**Artigo:**
»»
As revoltas populistas de 2016 vão quase certamente pôr um fim a esta agitada negociação. Embora os países em desenvolvimento possam adoptar acordos comerciais menores, os dois grandes acordos sobre a mesa, a Parceria Transpacífico e a Parceria Transatlântica de Comércio e Investimento (TTIP) estão mortos após a eleição de Donald Trump como presidente dos EUA.

 

Não devemos lamentar a sua morte.

 

Que propósito servem exactamente os acordos comerciais? A resposta parece óbvia: os países negoceiam acordos comerciais para alcançarem um comércio mais livre. Mas a realidade é consideravelmente mais complexa. Não se trata apenas de os acordos comerciais de hoje se estenderem a muitas outras áreas políticas, como regulamentações de saúde e segurança, patentes e direitos de autor, regulamentações de capital e direitos dos investidores. Também não é claro se eles têm realmente muito a ver com o livre comércio.

 

A argumentação económica padrão para o comércio é doméstica. Haverá vencedores e perdedores, mas a liberalização do comércio aumenta o tamanho da torta económica em casa. O comércio é bom para nós, e devemos remover impedimentos pelo nosso próprio bem - não para ajudar outros países. Portanto, o comércio aberto não requer cosmopolitismo; precisa apenas dos ajustes internos necessários para garantir que todos os grupos (ou pelo menos os politicamente poderosos) possam participar dos benefícios globais.

 

Para economias que são pequenas nos mercados mundiais, a história termina aqui. Elas não têm necessidade de acordos comerciais, porque o livre comércio é do seu melhor interesse (e não têm poder de negociação perante os países maiores).
««
**Material fornecido:**
»»
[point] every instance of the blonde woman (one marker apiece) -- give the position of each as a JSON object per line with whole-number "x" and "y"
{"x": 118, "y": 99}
««
**Conjunto de tarefas:**
- A) Responda às seguintes perguntas com base no artigo:
(i) Que dois grandes acordos comerciais são dados como mortos após a eleição de Donald Trump?
(ii) O que aumenta a liberalização do comércio, segundo a argumentação económica padrão?
(iii) Por que motivo as economias pequenas nos mercados mundiais não têm necessidade de acordos comerciais?
- B) Enumere as áreas políticas, além do comércio, a que se estendem os acordos comerciais de hoje, tal como o artigo as apresenta.

**Resolução das tarefas:**
- A)
(i) A Parceria Transpacífico e a Parceria Transatlântica de Comércio e Investimento (TTIP).
(ii) Aumenta o tamanho da torta económica em casa.
(iii) Porque o livre comércio é do seu melhor interesse, e porque não têm poder de negociação perante os países maiores.

- B)
- Regulamentações de saúde e segurança
- Patentes e direitos de autor
- Regulamentações de capital
- Direitos dos investidores